- EXERCISE PROMPT -
Print the whole listing exactly.

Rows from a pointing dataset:
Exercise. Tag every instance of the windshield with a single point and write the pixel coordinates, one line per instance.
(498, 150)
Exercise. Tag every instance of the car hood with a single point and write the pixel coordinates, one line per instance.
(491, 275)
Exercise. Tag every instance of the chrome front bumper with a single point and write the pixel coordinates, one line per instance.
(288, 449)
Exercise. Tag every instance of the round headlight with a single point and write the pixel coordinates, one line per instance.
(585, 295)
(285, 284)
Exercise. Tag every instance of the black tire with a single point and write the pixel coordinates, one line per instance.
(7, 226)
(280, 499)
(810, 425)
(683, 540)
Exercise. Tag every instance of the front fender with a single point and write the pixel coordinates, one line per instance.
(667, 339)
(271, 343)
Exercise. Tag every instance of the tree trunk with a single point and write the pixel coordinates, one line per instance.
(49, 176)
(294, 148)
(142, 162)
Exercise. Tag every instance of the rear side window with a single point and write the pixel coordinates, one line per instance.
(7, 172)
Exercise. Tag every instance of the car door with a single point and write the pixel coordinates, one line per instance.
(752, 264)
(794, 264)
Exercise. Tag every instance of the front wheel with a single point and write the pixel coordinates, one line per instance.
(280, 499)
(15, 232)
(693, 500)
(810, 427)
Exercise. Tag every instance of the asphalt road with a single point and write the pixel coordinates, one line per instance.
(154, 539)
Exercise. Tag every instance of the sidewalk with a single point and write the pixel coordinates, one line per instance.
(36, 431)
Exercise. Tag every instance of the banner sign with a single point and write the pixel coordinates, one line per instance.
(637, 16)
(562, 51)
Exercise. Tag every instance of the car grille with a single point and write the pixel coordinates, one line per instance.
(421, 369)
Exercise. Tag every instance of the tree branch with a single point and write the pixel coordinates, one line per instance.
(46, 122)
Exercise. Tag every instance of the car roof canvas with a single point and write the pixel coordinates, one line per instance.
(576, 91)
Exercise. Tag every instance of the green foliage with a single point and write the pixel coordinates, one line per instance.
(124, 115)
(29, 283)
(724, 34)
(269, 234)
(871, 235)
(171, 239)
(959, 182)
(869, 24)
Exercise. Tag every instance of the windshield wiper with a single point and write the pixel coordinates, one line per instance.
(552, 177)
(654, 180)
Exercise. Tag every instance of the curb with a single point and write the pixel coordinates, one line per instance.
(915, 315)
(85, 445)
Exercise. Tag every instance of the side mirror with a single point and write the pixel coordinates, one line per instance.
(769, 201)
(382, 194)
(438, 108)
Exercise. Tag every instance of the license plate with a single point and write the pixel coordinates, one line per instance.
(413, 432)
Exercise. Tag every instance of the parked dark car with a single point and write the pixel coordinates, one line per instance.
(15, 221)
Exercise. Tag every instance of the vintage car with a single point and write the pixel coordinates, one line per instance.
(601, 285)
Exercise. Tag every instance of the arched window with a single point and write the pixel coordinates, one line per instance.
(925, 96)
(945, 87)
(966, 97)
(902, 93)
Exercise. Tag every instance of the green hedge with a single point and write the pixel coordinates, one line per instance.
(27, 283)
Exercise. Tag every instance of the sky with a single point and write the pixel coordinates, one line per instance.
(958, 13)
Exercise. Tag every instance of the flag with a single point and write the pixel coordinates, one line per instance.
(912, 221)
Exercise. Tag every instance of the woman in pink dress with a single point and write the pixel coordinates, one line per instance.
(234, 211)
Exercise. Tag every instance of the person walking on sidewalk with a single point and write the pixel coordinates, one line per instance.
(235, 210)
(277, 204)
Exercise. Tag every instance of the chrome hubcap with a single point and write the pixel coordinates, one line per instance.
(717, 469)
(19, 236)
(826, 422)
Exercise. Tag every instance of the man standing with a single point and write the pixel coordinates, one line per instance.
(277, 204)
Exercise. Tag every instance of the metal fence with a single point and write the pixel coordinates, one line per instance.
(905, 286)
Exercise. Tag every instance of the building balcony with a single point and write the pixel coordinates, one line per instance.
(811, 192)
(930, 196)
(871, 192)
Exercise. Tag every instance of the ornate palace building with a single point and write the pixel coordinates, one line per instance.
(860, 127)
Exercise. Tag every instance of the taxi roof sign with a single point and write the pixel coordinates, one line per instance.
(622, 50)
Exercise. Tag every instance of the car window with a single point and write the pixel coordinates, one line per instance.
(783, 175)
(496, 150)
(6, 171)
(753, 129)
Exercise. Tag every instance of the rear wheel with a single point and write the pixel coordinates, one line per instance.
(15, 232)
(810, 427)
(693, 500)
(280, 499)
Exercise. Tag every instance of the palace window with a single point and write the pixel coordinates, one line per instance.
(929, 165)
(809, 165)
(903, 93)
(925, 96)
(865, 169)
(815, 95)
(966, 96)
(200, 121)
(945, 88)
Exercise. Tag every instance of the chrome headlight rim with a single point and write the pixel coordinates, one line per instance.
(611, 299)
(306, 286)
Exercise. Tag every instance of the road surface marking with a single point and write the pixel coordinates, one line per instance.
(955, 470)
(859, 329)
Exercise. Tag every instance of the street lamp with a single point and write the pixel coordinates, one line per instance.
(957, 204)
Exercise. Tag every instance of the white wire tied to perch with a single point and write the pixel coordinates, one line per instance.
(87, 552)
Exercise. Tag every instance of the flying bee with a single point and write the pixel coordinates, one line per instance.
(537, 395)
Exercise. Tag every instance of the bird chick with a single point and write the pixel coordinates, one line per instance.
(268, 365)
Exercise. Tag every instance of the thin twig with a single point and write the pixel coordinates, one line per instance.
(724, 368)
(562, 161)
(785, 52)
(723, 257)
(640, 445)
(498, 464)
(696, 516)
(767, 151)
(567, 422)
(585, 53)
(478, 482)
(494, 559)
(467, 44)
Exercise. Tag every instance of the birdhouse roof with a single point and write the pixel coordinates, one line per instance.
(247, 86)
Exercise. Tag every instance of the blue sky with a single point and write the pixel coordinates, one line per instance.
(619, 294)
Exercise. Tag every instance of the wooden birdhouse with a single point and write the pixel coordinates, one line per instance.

- COMPLETE ANSWER -
Exercise. Tag every instance of the windshield with a single point and write the pixel coordinates, one line per instance.
(498, 150)
Exercise. Tag every instance of the car hood with a single point and write the pixel coordinates, one line per instance.
(491, 275)
Exercise. Tag every instance of the chrome front bumper with a single point and write the pixel coordinates, one line per instance.
(288, 449)
Exercise. Tag every instance of the round headlight with a single point and write the pixel coordinates, one line per instance.
(585, 295)
(285, 284)
Exercise. Tag every instance of the black tire with a single point and write the pixel coordinates, one line per instance.
(7, 226)
(280, 499)
(810, 425)
(683, 540)
Exercise. Tag every instance of the front fender with a single point and write the pixel coordinates, one line per instance.
(667, 339)
(271, 343)
Exercise. Tag every instance of the tree trunk with a single point and write the pixel coordinates, one line per instance.
(49, 176)
(294, 148)
(142, 162)
Exercise. Tag every instance of the rear side window with a single point and write the pixel coordinates, one line per instance.
(7, 172)
Exercise. Tag every instance of the car door with a single point and write the pixel coordinates, one line per instance.
(752, 264)
(794, 264)
Exercise. Tag every instance of the front wheel with a single point and write the pixel coordinates, one line per instance.
(280, 499)
(15, 232)
(693, 500)
(810, 427)
Exercise. Tag every instance of the asphalt road with a single point and write the pixel coordinates, one line per instance.
(154, 539)
Exercise. Tag every instance of the sidewalk with a single point and write the pixel coordinates, one line per instance.
(36, 431)
Exercise. Tag every instance of the banner sign with a single point and write the pixel coordinates, one line per instance.
(637, 16)
(562, 51)
Exercise. Tag every instance of the car grille with a single point and write the pixel coordinates, one line per instance.
(421, 369)
Exercise. Tag every instance of the tree branch with a single point and write the pixel coordinates, one line per instance.
(46, 122)
Exercise. Tag every instance of the car roof canvas with a single point and write the pixel coordinates, one line per instance.
(576, 91)
Exercise. Tag every instance of the green foliage with a single point and write the pixel coordinates, one line per instance.
(124, 115)
(29, 283)
(724, 34)
(269, 234)
(871, 235)
(171, 239)
(959, 182)
(869, 24)
Exercise. Tag every instance of the windshield wiper with a single point and write the pixel coordinates, one line per instance.
(552, 177)
(654, 180)
Exercise. Tag every instance of the curb with a single point and write the pixel coordinates, one line per instance.
(915, 315)
(85, 445)
Exercise. Tag every instance of the side mirror with a single point and write the pixel coordinates, one line per instance.
(769, 201)
(382, 194)
(438, 108)
Exercise. Tag every instance of the license plate with a single point and write the pixel coordinates, one line per instance.
(413, 432)
Exercise. Tag every instance of the parked dark car with a single point and write the pixel coordinates, one line per instance.
(15, 221)
Exercise. Tag every instance of the vintage car with a single point and write the pixel coordinates, one line per instance.
(601, 285)
Exercise. Tag every instance of the arched window with a single point and write the pixel coordinates, one line per instance.
(925, 96)
(945, 87)
(966, 97)
(902, 93)
Exercise. Tag every instance of the green hedge with a single point and write the pixel coordinates, one line per instance.
(27, 283)
Exercise. Tag every instance of the sky with a single point and write the pixel coordinates, one line per instance.
(958, 13)
Exercise. Tag every instance of the flag with a single point and write the pixel coordinates, one line per instance.
(912, 221)
Exercise. Tag every instance of the woman in pink dress with a single point and write the pixel coordinates, one line per instance.
(234, 211)
Exercise. Tag every instance of the person walking on sidewalk with a single point and write the pixel coordinates, one line per instance.
(235, 210)
(277, 204)
Exercise. Tag every instance of the chrome hubcap with a single point and write the pixel coordinates, one line per instance.
(717, 469)
(19, 236)
(826, 422)
Exercise. Tag every instance of the man standing with a single point and write the pixel coordinates, one line per instance.
(277, 204)
Exercise. Tag every instance of the metal fence with a single point and write the pixel coordinates, one line per instance.
(905, 286)
Exercise. Tag every instance of the building balcony with a single point and write the pixel coordinates, one line per instance.
(811, 192)
(930, 196)
(871, 192)
Exercise. Tag every instance of the ornate palace building with a single point and write the pixel coordinates, one line per instance.
(860, 127)
Exercise. Tag every instance of the taxi roof sign with a single point and write the pixel coordinates, one line per instance.
(622, 50)
Exercise. Tag every instance of the car window with a single point and write the pixel coordinates, one line per instance.
(783, 175)
(496, 150)
(6, 171)
(753, 129)
Exercise. Tag every instance of the rear wheel with a single point and write the pixel coordinates, one line per instance.
(15, 232)
(810, 427)
(693, 500)
(280, 499)
Exercise. Tag every instance of the palace window with a single point and write the pixel coordinates, one line per instance.
(929, 165)
(809, 165)
(903, 93)
(925, 96)
(865, 169)
(815, 95)
(966, 96)
(200, 121)
(945, 88)
Exercise. Tag every instance of the chrome headlight rim with a single point and write the pixel coordinates, one line per instance.
(611, 299)
(306, 286)
Exercise. Tag every instance of the road surface marking with a single point and write the pixel coordinates, one line per instance.
(955, 470)
(859, 329)
Exercise. Tag every instance of the street lamp with a single point and write the pixel coordinates, one line per instance.
(957, 204)
Exercise. Tag every instance of the white wire tied to perch with a single point and write the pixel coordinates, one line per instance.
(87, 552)
Exercise. Tag every instance of the flying bee with a single point and write the pixel coordinates, one line per instance.
(537, 395)
Exercise. Tag every instance of the bird chick with a single point and write the pixel coordinates, one line per instance.
(268, 365)
Exercise. Tag every instance of the thin twig with a single point and write the pixel coordinates, one line per instance.
(724, 368)
(562, 161)
(785, 52)
(723, 257)
(640, 445)
(498, 464)
(696, 516)
(767, 151)
(567, 422)
(585, 53)
(478, 482)
(494, 559)
(467, 44)
Exercise. Tag every instance of the birdhouse roof with a single point and write the pixel coordinates, one line per instance.
(247, 86)
Exercise. Tag every instance of the blue sky with a single point and write the pixel coordinates, one line per instance.
(619, 294)
Exercise. Tag every instance of the wooden birdhouse with a single point and write the pixel coordinates, one line per instance.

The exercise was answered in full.